(Dataset records)
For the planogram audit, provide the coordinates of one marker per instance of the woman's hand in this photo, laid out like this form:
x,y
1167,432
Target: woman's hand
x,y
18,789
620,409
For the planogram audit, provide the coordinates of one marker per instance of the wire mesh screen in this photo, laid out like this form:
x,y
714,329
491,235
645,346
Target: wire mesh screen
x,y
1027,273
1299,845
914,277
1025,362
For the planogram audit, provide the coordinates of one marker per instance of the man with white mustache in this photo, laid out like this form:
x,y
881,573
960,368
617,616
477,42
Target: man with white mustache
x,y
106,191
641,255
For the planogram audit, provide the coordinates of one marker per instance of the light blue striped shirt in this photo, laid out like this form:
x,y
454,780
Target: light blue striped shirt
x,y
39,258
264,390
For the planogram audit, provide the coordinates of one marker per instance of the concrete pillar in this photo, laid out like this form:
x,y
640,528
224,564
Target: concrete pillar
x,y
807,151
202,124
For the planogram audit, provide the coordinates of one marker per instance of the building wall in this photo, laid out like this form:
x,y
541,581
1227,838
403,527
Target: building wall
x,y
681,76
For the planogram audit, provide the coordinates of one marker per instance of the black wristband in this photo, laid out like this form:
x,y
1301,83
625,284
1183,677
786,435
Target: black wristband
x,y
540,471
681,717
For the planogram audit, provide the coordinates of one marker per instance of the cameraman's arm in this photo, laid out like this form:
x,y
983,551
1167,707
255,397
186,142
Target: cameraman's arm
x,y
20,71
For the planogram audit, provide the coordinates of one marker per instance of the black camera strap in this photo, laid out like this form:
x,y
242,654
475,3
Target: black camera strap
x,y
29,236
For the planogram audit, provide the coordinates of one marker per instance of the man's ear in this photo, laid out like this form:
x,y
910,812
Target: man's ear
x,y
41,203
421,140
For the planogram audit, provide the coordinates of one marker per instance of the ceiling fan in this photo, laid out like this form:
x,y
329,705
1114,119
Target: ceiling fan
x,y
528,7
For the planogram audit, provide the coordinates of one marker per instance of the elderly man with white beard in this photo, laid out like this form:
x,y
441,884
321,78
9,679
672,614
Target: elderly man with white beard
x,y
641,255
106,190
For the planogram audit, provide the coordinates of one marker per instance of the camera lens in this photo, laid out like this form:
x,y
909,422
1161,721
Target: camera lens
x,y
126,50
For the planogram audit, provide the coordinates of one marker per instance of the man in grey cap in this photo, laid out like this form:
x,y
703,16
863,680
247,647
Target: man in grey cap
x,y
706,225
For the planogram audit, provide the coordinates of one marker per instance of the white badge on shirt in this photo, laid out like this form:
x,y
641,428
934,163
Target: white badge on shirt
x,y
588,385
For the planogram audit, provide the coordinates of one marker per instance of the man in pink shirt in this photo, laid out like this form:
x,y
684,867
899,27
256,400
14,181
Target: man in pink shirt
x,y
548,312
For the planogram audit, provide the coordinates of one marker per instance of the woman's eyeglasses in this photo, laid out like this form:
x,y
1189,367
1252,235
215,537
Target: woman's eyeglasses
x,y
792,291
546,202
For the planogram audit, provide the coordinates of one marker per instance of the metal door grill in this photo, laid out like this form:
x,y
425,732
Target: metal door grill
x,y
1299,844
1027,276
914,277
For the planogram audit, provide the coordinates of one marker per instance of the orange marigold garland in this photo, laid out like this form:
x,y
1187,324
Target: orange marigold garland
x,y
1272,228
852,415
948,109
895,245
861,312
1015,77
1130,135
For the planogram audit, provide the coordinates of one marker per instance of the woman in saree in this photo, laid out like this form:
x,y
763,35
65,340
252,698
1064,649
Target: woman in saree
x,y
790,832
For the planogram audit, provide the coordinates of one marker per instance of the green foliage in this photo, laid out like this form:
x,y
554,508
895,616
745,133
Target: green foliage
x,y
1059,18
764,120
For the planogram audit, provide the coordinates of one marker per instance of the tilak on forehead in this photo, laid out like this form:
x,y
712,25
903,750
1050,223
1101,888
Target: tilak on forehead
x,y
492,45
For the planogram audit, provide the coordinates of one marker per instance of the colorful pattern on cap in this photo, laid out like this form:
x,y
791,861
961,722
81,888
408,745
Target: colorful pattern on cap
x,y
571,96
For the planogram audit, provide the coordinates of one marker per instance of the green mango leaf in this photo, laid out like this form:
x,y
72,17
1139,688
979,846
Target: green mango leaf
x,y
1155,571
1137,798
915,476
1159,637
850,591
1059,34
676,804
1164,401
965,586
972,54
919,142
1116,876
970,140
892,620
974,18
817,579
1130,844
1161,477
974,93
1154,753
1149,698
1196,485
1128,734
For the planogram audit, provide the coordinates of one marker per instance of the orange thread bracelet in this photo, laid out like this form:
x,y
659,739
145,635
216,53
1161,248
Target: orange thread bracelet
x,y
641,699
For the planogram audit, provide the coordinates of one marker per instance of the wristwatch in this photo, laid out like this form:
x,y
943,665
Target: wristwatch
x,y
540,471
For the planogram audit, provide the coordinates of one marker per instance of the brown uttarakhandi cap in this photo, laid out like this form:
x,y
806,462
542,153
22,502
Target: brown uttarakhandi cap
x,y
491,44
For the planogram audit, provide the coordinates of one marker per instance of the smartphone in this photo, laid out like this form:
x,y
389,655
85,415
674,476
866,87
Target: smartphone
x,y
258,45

▸ **To do**:
Return every record exactly as it was given.

▸ **Reply to the exercise**:
For the planogram audit, provide the coordinates of one marker per instance of the woman's hand in this photo, laid out like this form:
x,y
1167,432
Target: woman's hand
x,y
18,789
620,409
For the planogram audit, provide the coordinates of one marker per instance of the wire mesh screen in this photo, laid out like this form:
x,y
714,329
491,235
645,346
Target: wire mesh screen
x,y
1027,273
1299,845
914,277
1025,362
For the planogram audit, provide the coordinates of one marker per instance of the man with white mustache in this photo, laid out like this form:
x,y
881,573
960,368
617,616
477,42
Target: man with white mustache
x,y
106,191
641,255
For the planogram audit, provide the coordinates of one marker per instance of the light blue striped shirt in this photo, laid out like this form:
x,y
454,780
Target: light blue striped shirt
x,y
39,258
264,390
For the planogram audit, provide the coordinates of one marker per instance of the concrete pillar in this photo, laid out like this form:
x,y
640,528
224,564
Target: concrete pillar
x,y
807,151
202,124
For the planogram audit, provide the coordinates of one marker per instance of the building wall in this photo, laid out like this form:
x,y
541,581
1227,838
403,527
Target: building wall
x,y
681,76
For the planogram audit, provide the coordinates of one marker per instance of the black wristband in this photo, laid out like this form:
x,y
1301,83
625,284
1183,677
786,435
Target: black wristband
x,y
540,471
681,717
For the planogram audit, provide the coordinates of one marker per instance of the cameraman's arm in this photo, laid out like this form:
x,y
983,551
1167,707
255,397
186,142
Target: cameraman's arm
x,y
20,71
For the planogram audit, provide the coordinates of one marker per instance of the black camera strap in this photo, laid out like this form:
x,y
242,654
475,3
Target: black camera strap
x,y
29,236
For the planogram audit, provide the coordinates of one marker per instance of the man's ear in this photo, laid out like this form:
x,y
910,812
Target: man's ear
x,y
41,203
421,140
For the planogram audit, provide the coordinates of one marker per instance of the ceiling fan in this photo, laid out like this form:
x,y
329,705
1114,119
Target: ceiling fan
x,y
528,7
For the planogram audit, provide the coordinates of one marker per instance of the elderly man with white beard in this photo, laid out like this form:
x,y
441,884
321,78
9,679
672,614
Target: elderly man with white beard
x,y
641,255
106,190
For the planogram audit, provide the coordinates of one marker per instance of the camera lens in this photo, laid out like this form:
x,y
909,422
1161,721
Target: camera lens
x,y
126,50
For the planogram audit, provide the coordinates of one marker per instance of the man in grey cap in this photo, laid out like this form:
x,y
703,16
863,680
247,647
Target: man in grey cap
x,y
706,225
For the planogram audit, provide the coordinates of one marker per instance of the white badge on shirt in this photo, laid out like this form:
x,y
641,428
934,163
Target: white badge on shirt
x,y
588,385
For the planogram audit, provide the coordinates of one marker per instance of the man in pink shirt in this photo, laid out like this form:
x,y
684,867
899,27
256,400
14,181
Target: man in pink shirt
x,y
548,312
For the planogram audit, provide the coordinates of one marker per instance of the woman's eyeglasses in this photo, laid out like this form:
x,y
1189,367
1252,235
215,537
Target: woman's eyeglasses
x,y
792,291
546,202
For the planogram audit, provide the coordinates of one marker per instance of the metal door grill in this photo, laid out like this form:
x,y
425,732
Target: metal door grill
x,y
1299,844
1027,276
914,277
For the planogram audit, provide the coordinates of one marker per instance of the orange marigold garland in this photo, laid out like this form:
x,y
1187,324
Target: orange marigold garland
x,y
1272,228
852,415
948,109
895,245
861,312
1015,77
1130,135
For the planogram audit, provide the coordinates of one marker per instance of the woman in saree in this photo, laid out like this form:
x,y
763,35
65,340
252,698
1064,649
Target: woman in saree
x,y
790,832
For the planogram audit, provide the coordinates of one marker per instance of the green foliage in this photo, laid out like this form:
x,y
554,508
895,616
745,133
Target: green foliage
x,y
1059,18
764,120
For the planogram audit, provide the coordinates of one marker per instance of the tilak on forehead in this photo, laid out like this form:
x,y
712,25
903,750
1050,223
1101,888
Target: tilak on forehead
x,y
492,45
For the planogram audit, provide the coordinates of one marker per instance of the colorful pattern on cap in this photo, laid out like this form:
x,y
791,861
961,722
81,888
408,745
Target: colorful pattern on cap
x,y
571,96
For the planogram audit, provide the coordinates of one marker per instance of the green mango leaf in this photo, laid out like this form:
x,y
72,17
1139,688
979,846
Target: green mango leaf
x,y
1155,571
1137,798
915,476
1159,637
850,591
1059,34
676,804
1164,401
965,586
972,54
919,142
1116,876
970,140
892,620
974,18
817,579
1130,844
1161,477
974,93
1154,753
1149,698
1196,485
1128,734
For the planogram audit, provide the coordinates of one marker per instance of the orange thread bracelet in this photo, laid out like this form:
x,y
659,739
145,635
216,53
1161,248
Target: orange thread bracelet
x,y
641,699
For the planogram audit, provide the coordinates of one marker per instance of the wristwatch in this photo, laid out like this form:
x,y
943,665
Target: wristwatch
x,y
540,471
For the planogram audit, provide the coordinates of one marker per instance of the brown uttarakhandi cap in this photo, laid out like this form:
x,y
806,462
542,153
22,502
Target: brown uttarakhandi cap
x,y
491,44
For the planogram audit, provide the coordinates of one marker per instance of the smartphone in this photo, laid out like this form:
x,y
389,655
85,415
674,476
866,87
Target: smartphone
x,y
258,45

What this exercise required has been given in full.